— Excerpt provided —
——

Eugene patients depend on the expertise of their doctors and medical professionals on a daily basis. Doctors are often called upon to make a diagnosis when a patient has fallen ill. The repercussions of a mistaken or overlooked illness can be catastrophic. Patients may suffer a delay in treatment, or be treated for the wrong medical condition all together. When injuries are caused by misdiagnosis and associated negligence, medical malpractice laws are in place to give victims certain legal rights.
The tragic story of one woman shows the devastating effects of misdiagnosis. She was misdiagnosed with terminal cancer and suffered painful radiation treatments. The misdiagnosed cancer arose from a growth on the woman’s jaw. Doctors later determined the growth was never cancerous. Before receiving a proper diagnosis, the woman underwent intense radiation treatments overseas. These treatments disfigured her, melting away her skin and bone. The resulting hole in her face has made it difficult to do routine tasks such as drink, talk and eat. A small ray of hope exists in this story, though. The woman was brought to the Midwest in hopes of treatment for her disfigurement. Doctors are now working to reconstruct her face and undo at least part of the damage caused by the unnecessary medical treatment.

——

— Given data —

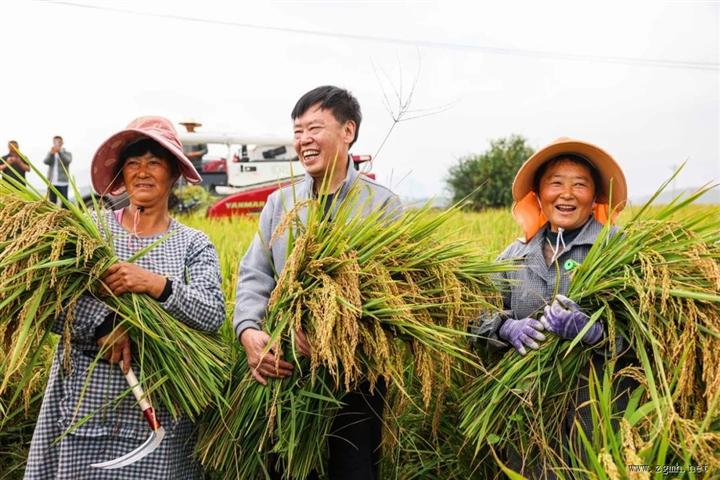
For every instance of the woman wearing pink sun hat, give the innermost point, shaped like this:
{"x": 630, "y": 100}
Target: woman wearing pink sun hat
{"x": 182, "y": 273}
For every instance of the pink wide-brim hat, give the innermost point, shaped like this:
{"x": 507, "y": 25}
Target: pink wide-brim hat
{"x": 103, "y": 167}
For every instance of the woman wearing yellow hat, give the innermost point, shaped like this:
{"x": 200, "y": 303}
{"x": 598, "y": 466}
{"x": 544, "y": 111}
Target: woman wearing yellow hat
{"x": 564, "y": 193}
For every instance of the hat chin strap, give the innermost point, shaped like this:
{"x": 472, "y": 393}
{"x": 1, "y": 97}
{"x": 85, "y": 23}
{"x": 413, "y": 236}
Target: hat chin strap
{"x": 530, "y": 217}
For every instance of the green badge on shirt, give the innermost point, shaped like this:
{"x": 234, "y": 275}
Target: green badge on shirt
{"x": 570, "y": 265}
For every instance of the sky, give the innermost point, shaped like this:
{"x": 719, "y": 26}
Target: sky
{"x": 640, "y": 79}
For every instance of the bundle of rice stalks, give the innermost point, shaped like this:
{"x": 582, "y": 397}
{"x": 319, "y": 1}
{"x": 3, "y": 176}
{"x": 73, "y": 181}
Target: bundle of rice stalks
{"x": 657, "y": 285}
{"x": 372, "y": 294}
{"x": 418, "y": 446}
{"x": 49, "y": 257}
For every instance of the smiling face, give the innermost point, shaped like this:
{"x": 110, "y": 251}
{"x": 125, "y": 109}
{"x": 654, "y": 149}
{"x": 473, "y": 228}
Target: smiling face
{"x": 567, "y": 194}
{"x": 148, "y": 179}
{"x": 320, "y": 139}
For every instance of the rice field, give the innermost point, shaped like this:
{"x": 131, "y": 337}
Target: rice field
{"x": 491, "y": 231}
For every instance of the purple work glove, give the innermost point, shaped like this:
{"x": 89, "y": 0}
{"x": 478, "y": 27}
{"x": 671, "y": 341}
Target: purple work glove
{"x": 522, "y": 333}
{"x": 565, "y": 319}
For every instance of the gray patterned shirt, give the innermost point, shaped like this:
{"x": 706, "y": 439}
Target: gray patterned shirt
{"x": 189, "y": 259}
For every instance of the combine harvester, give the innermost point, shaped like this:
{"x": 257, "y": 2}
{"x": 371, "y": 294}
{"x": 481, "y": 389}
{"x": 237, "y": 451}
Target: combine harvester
{"x": 257, "y": 167}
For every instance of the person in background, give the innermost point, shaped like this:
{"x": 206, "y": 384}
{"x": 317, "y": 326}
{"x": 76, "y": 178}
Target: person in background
{"x": 58, "y": 161}
{"x": 14, "y": 166}
{"x": 194, "y": 152}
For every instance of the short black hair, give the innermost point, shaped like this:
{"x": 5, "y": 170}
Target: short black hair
{"x": 573, "y": 158}
{"x": 140, "y": 147}
{"x": 343, "y": 105}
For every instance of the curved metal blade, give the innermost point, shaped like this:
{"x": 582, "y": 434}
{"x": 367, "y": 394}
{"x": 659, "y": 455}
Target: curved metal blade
{"x": 139, "y": 453}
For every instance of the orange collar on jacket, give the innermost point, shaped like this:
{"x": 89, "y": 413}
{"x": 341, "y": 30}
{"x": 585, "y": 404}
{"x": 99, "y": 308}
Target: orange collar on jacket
{"x": 529, "y": 216}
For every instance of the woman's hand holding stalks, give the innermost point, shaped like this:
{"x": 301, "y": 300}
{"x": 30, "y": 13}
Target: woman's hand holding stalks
{"x": 117, "y": 344}
{"x": 123, "y": 277}
{"x": 263, "y": 362}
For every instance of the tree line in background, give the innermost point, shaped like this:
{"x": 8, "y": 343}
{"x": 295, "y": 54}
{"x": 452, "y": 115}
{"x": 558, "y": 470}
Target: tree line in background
{"x": 493, "y": 171}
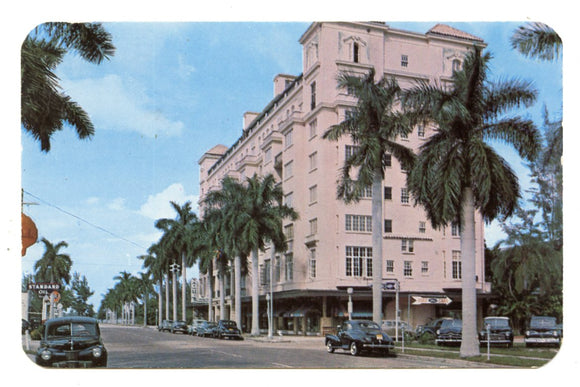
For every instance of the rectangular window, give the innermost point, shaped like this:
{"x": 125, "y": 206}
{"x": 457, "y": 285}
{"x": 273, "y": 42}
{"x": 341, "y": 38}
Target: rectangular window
{"x": 359, "y": 261}
{"x": 312, "y": 264}
{"x": 456, "y": 264}
{"x": 313, "y": 226}
{"x": 407, "y": 246}
{"x": 405, "y": 195}
{"x": 313, "y": 128}
{"x": 288, "y": 139}
{"x": 312, "y": 95}
{"x": 361, "y": 223}
{"x": 388, "y": 225}
{"x": 455, "y": 229}
{"x": 288, "y": 170}
{"x": 388, "y": 193}
{"x": 408, "y": 268}
{"x": 313, "y": 194}
{"x": 313, "y": 160}
{"x": 289, "y": 272}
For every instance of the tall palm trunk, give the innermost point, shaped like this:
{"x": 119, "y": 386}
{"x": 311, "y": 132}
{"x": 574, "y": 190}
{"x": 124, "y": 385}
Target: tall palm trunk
{"x": 377, "y": 239}
{"x": 210, "y": 315}
{"x": 255, "y": 297}
{"x": 238, "y": 289}
{"x": 160, "y": 296}
{"x": 469, "y": 341}
{"x": 183, "y": 288}
{"x": 167, "y": 296}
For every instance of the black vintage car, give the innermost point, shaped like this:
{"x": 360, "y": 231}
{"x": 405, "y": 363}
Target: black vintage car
{"x": 357, "y": 336}
{"x": 500, "y": 331}
{"x": 207, "y": 329}
{"x": 179, "y": 326}
{"x": 228, "y": 329}
{"x": 71, "y": 342}
{"x": 543, "y": 330}
{"x": 449, "y": 332}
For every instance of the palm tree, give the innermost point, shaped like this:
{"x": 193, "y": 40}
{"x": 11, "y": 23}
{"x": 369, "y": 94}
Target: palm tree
{"x": 252, "y": 216}
{"x": 53, "y": 266}
{"x": 373, "y": 126}
{"x": 179, "y": 237}
{"x": 537, "y": 40}
{"x": 45, "y": 109}
{"x": 457, "y": 172}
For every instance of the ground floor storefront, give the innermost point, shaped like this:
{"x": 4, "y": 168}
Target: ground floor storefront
{"x": 319, "y": 312}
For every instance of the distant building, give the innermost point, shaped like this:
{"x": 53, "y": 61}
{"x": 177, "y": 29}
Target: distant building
{"x": 330, "y": 247}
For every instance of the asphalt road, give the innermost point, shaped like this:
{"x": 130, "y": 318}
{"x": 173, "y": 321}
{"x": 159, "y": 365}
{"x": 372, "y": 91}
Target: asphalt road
{"x": 142, "y": 348}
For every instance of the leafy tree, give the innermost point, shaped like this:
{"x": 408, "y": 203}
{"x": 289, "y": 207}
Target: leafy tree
{"x": 45, "y": 109}
{"x": 54, "y": 266}
{"x": 457, "y": 172}
{"x": 373, "y": 126}
{"x": 81, "y": 292}
{"x": 537, "y": 40}
{"x": 179, "y": 238}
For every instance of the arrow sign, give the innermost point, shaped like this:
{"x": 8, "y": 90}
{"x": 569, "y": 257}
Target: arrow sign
{"x": 434, "y": 300}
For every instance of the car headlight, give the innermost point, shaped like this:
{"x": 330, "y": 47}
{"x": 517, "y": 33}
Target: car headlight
{"x": 46, "y": 355}
{"x": 97, "y": 352}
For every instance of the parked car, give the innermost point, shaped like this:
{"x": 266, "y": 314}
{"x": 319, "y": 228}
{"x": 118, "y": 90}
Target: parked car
{"x": 165, "y": 326}
{"x": 542, "y": 330}
{"x": 192, "y": 328}
{"x": 26, "y": 326}
{"x": 207, "y": 329}
{"x": 449, "y": 332}
{"x": 429, "y": 330}
{"x": 500, "y": 331}
{"x": 179, "y": 326}
{"x": 71, "y": 342}
{"x": 389, "y": 326}
{"x": 227, "y": 329}
{"x": 356, "y": 336}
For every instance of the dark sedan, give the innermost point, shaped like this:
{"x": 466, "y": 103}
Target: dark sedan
{"x": 71, "y": 342}
{"x": 500, "y": 331}
{"x": 449, "y": 332}
{"x": 228, "y": 329}
{"x": 356, "y": 336}
{"x": 543, "y": 330}
{"x": 179, "y": 326}
{"x": 207, "y": 329}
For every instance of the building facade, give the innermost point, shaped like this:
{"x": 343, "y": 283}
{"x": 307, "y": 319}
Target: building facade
{"x": 329, "y": 246}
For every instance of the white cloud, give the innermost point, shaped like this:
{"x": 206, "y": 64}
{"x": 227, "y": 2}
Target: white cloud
{"x": 158, "y": 206}
{"x": 117, "y": 104}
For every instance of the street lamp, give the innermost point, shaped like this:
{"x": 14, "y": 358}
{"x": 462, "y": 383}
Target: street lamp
{"x": 350, "y": 291}
{"x": 269, "y": 315}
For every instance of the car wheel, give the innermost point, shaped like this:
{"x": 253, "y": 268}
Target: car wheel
{"x": 354, "y": 349}
{"x": 329, "y": 347}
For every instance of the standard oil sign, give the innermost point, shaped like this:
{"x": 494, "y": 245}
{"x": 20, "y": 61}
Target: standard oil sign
{"x": 44, "y": 288}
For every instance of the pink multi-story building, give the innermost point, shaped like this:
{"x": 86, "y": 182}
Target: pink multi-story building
{"x": 330, "y": 249}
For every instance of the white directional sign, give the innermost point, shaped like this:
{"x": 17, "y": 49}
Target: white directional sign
{"x": 434, "y": 300}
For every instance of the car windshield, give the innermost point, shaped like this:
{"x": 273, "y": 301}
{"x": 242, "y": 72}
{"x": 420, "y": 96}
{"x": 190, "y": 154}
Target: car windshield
{"x": 368, "y": 325}
{"x": 451, "y": 323}
{"x": 72, "y": 329}
{"x": 497, "y": 322}
{"x": 543, "y": 322}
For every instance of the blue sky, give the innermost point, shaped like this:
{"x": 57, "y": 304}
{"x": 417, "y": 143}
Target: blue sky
{"x": 171, "y": 92}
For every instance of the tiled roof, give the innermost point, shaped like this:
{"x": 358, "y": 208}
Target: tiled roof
{"x": 445, "y": 30}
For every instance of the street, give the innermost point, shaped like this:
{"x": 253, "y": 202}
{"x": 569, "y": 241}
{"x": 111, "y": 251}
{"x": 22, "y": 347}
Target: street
{"x": 138, "y": 347}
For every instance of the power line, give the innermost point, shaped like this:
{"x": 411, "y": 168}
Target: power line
{"x": 83, "y": 220}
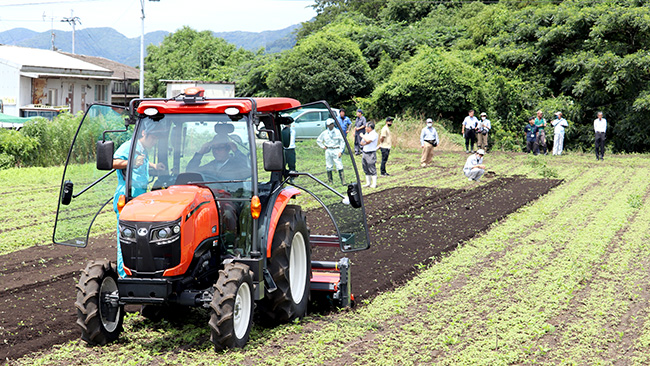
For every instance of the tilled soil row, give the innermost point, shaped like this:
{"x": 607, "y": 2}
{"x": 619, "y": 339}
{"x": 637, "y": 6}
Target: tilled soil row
{"x": 408, "y": 226}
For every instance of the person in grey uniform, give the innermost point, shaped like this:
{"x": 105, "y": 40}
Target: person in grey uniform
{"x": 474, "y": 168}
{"x": 369, "y": 159}
{"x": 359, "y": 128}
{"x": 331, "y": 140}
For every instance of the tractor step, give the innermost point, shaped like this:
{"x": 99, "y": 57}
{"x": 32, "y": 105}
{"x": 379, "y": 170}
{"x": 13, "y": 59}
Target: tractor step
{"x": 333, "y": 278}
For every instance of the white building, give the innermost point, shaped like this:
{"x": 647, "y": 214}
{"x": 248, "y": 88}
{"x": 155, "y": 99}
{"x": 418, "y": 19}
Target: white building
{"x": 213, "y": 89}
{"x": 34, "y": 80}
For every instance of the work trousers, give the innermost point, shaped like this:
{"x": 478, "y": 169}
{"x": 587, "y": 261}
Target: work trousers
{"x": 600, "y": 144}
{"x": 384, "y": 158}
{"x": 368, "y": 161}
{"x": 558, "y": 143}
{"x": 357, "y": 141}
{"x": 530, "y": 146}
{"x": 541, "y": 142}
{"x": 332, "y": 158}
{"x": 470, "y": 138}
{"x": 475, "y": 174}
{"x": 482, "y": 141}
{"x": 427, "y": 154}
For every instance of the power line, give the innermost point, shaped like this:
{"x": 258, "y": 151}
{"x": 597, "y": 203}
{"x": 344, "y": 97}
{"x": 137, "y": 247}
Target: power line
{"x": 51, "y": 2}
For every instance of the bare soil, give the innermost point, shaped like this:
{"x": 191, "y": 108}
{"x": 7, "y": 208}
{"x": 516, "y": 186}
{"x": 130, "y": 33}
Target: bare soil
{"x": 408, "y": 226}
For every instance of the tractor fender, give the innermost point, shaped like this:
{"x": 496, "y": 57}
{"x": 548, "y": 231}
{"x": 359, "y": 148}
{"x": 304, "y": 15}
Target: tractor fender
{"x": 278, "y": 207}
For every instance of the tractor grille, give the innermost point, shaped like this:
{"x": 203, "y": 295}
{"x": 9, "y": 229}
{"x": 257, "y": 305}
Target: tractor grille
{"x": 149, "y": 248}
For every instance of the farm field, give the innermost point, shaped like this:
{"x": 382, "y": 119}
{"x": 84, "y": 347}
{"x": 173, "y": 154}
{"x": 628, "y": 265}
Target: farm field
{"x": 518, "y": 269}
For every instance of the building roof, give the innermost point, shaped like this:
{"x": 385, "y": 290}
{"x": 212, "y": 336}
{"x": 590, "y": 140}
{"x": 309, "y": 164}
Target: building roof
{"x": 195, "y": 81}
{"x": 120, "y": 71}
{"x": 46, "y": 61}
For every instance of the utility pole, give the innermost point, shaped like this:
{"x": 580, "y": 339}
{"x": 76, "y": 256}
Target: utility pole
{"x": 52, "y": 36}
{"x": 72, "y": 20}
{"x": 142, "y": 51}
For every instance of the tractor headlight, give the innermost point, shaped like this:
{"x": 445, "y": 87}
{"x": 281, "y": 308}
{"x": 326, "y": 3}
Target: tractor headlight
{"x": 165, "y": 234}
{"x": 127, "y": 233}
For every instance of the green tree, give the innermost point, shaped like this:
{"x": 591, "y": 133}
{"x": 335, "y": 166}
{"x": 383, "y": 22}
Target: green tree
{"x": 322, "y": 66}
{"x": 190, "y": 55}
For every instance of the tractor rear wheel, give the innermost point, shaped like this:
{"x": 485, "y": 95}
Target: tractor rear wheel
{"x": 98, "y": 313}
{"x": 290, "y": 267}
{"x": 231, "y": 309}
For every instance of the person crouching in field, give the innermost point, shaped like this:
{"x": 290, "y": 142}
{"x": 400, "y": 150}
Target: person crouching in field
{"x": 474, "y": 168}
{"x": 428, "y": 140}
{"x": 369, "y": 159}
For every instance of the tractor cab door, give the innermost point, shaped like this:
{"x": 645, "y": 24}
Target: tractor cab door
{"x": 326, "y": 172}
{"x": 85, "y": 190}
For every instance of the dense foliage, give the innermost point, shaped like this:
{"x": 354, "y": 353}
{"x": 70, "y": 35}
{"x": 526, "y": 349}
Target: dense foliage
{"x": 441, "y": 58}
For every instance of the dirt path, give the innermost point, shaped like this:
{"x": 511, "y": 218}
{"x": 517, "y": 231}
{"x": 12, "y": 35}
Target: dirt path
{"x": 409, "y": 225}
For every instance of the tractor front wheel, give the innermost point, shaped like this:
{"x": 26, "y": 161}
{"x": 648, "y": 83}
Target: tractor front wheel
{"x": 231, "y": 309}
{"x": 290, "y": 267}
{"x": 98, "y": 311}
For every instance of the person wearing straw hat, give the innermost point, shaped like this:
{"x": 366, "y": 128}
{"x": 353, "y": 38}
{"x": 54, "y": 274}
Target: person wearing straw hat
{"x": 484, "y": 127}
{"x": 474, "y": 168}
{"x": 558, "y": 138}
{"x": 331, "y": 140}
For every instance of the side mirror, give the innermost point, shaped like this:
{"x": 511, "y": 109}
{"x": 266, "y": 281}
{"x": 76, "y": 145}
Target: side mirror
{"x": 66, "y": 195}
{"x": 273, "y": 156}
{"x": 104, "y": 155}
{"x": 353, "y": 195}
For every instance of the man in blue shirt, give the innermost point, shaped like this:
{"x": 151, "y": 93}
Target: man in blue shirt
{"x": 531, "y": 136}
{"x": 139, "y": 175}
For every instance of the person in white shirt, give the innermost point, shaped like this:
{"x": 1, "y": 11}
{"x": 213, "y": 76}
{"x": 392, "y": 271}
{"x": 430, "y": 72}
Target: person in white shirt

——

— Work instructions —
[1] In the passage on misdiagnosis, what did doctors later determine about the growth on the woman's jaw?
[2] Write the next part of the passage on misdiagnosis, picking up after its final sentence.

— Answer list —
[1] The growth was never cancerous.

[2]
Unfortunately, people across the country are misdiagnosed with cancer on a regular basis. This can result in painful, costly treatment that is wholly unnecessary. Alternatively, a misdiagnosis can prevent patients from timely seeking the treatment that is desperately needed. The emotional and physical toll of misdiagnosis can be devastating. It leaves many victims and families wondering if they have any recourse against those responsible.
Fortunately, medical malpractice laws are in place to protect victims against negligent acts. An experienced legal professional can help victims with the complexities of a malpractice claim. A successful case can provide compensation for the injuries suffered as a result of malpractice.